■ Work to complete
A) In the court opinion, which attorneys appeared for the appellant?
B) Output the part of the court opinion from "In McKinley v. Tuttle , 42" up to and including "a collateral attack.", copied word for word.

■ Document passage
• • • •
Appeal from a judgment of the Superior Court of the city and county of San Francisco, and from an order refusing a new trial. COUNSEL:
The judgment roll in McLaren v. McNamara was improperly admitted in evidence, the judgment being void as against the plaintiff for the reason that the McDonalds from whom the plaintiffs purchased were not made parties to the action, either by the original complaint or by amendment. (McKinlay v. Tuttle , 42 Cal. 570; Farris v. Merritt , 63 Cal. 118.) The judgment roll in the case of Porter v. Woodward was admissible in evidence without having been pleaded. (Clink v. Thurston , 47 Cal. 21; Flandreau v. Downey , 23 Cal. 354; Jackson v. Lodge , 36 Cal. 28; Curtiss v. Sprague , 49 Cal. 301; Code Civ. Proc. § 462.) The decision in that case being last in time is conclusive of the rights of the parties. (Freeman on Judgments, § 332; Cooley v. Brayton, 16 Iowa 10; Semple v. Ware , 42 Cal. 619; Holden v. Andrews , 38 Cal. 119; Carpenter v. Thompson , 3 N.H. 204; Megerle v. Ashe , 33 Cal. 74.) The judgment rendered against McDonald after his death is void. (Ewald v. Corbett , 32 Cal. 493; Judson v. Love , 35 Cal. 463; McCreery v. Everding , 44 Cal. 284.)
E. W. McGraw, and Wm. Royal, for Appellant.
A. L. Rhodes, and Wm. Leviston, for Respondents.
JUDGES: Sharpstein, J. Thornton, J., and Myrick, J., concurred.
The judgment in McLeran v. McNamara on its face purports to be a judgment against plaintiff's grantors, Sarah and Charles McDonald, and if they were parties to that action, such judgment was properly admitted in evidence in this case.
The McDonalds were not named in the complaint filed in McLeran v. McNamara, nor does it appear that the summons in that action was served on either of them by any name. Nor was the complaint amended by inserting either of their names. No order of court granting either of them leave to appear in or to defend the action, or to file an answer therein, is found in the record. But nearly seven months after the complaint was filed, and long before trial, they filed an answer denying each and every allegation of the complaint, and alleging that they were the owners and entitled to the possession of so much of the demanded premises in that action as their grantee, the plaintiff in this action, seeks to recover herein; and unless their voluntary appearance in McLeran v. McNamara gave the court jurisdiction of their persons, the judgment against them in that action is void for want of such jurisdiction.
In McKinley v. Tuttle , 42 Cal. 570, the court said: "The question is whether a judgment can be sustained against persons who are not mentioned in the complaint," and reversed the judgment because it had been rendered against persons not so mentioned. In that case the attack was direct. In this it is collateral, and if the judgment is not void it is not subject to a collateral attack.
A later case than McKinley v. Tuttle is Campbell v. Adams , 50 Cal. 203. The judgment which was held to be valid as against a collateral attack, in that case, was rendered against a person who was not named in the complaint. The summons, however, had been served on him by a fictitious name, as he st ated in his answer. In that respect the case [6 P. 868] differed from McKinley v. Tuttle. But the difference is immaterial. The decision in McKinley v. Tuttle rests solely on the ground that the judgment had been rendered against a person who was not mentioned in the complaint, and for that reason as the court held, not charged with ousting the plaintiff, or withholding the possession from him.
• • • •
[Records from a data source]
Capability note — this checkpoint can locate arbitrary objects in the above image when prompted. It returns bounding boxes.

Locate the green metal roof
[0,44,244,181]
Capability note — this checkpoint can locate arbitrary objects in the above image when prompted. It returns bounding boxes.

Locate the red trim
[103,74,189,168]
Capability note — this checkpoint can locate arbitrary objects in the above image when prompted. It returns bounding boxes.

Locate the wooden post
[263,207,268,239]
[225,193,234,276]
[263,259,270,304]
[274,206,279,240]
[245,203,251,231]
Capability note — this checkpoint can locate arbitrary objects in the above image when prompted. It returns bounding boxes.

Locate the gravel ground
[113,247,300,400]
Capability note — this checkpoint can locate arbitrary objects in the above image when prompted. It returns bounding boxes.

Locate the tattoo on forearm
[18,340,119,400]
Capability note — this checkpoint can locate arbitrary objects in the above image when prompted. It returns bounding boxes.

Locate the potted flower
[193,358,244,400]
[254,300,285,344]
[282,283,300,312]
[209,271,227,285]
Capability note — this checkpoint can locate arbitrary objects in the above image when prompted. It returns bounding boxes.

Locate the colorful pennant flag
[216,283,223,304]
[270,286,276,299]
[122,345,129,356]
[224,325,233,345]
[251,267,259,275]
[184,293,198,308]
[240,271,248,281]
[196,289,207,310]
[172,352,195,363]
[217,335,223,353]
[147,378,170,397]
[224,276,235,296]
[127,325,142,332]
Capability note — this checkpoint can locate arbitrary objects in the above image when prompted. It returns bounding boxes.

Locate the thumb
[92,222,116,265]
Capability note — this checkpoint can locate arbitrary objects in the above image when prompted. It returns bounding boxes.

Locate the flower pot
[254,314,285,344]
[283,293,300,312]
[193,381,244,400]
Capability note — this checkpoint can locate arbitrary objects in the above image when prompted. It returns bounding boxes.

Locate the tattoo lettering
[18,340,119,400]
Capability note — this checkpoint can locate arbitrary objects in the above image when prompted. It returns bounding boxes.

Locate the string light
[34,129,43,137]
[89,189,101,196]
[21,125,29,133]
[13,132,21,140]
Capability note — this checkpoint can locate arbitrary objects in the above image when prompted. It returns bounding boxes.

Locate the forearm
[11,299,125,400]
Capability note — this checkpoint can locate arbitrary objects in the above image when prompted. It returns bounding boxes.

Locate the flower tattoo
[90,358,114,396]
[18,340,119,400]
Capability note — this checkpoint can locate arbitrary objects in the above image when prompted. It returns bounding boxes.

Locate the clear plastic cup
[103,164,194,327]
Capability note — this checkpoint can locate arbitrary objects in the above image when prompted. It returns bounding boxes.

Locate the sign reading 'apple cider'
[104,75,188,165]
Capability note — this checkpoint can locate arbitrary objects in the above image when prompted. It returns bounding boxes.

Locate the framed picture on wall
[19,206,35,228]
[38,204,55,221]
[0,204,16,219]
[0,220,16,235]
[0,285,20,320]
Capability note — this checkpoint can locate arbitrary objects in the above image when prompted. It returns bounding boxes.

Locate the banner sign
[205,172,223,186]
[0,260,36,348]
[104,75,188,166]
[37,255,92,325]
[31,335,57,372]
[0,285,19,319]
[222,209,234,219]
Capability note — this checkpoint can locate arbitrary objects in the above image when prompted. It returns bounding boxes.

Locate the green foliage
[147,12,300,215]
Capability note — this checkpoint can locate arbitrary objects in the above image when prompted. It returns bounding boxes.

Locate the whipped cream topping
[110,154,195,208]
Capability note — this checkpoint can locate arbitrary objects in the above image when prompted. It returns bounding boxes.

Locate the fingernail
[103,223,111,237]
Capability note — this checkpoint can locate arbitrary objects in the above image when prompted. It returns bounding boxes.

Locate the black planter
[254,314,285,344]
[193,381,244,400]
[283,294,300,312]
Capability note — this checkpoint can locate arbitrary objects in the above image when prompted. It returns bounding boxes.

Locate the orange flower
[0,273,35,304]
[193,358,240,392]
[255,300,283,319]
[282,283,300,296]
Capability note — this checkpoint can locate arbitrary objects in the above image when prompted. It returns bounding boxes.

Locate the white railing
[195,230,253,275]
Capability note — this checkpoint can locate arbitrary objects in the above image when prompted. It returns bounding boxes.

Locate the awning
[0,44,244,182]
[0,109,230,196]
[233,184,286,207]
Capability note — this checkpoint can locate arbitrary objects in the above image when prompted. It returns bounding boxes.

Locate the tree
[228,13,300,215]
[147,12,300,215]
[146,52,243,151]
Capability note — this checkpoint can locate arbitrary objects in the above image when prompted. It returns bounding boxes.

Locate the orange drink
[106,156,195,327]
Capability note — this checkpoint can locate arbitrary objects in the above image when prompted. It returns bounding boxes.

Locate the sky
• • • •
■ Answers by task
A) E. W. McGraw and Wm. Royal appeared for the appellant.

B)
In McKinley v. Tuttle , 42 Cal. 570, the court said: "The question is whether a judgment can be sustained against persons who are not mentioned in the complaint," and reversed the judgment because it had been rendered against persons not so mentioned. In that case the attack was direct. In this it is collateral, and if the judgment is not void it is not subject to a collateral attack.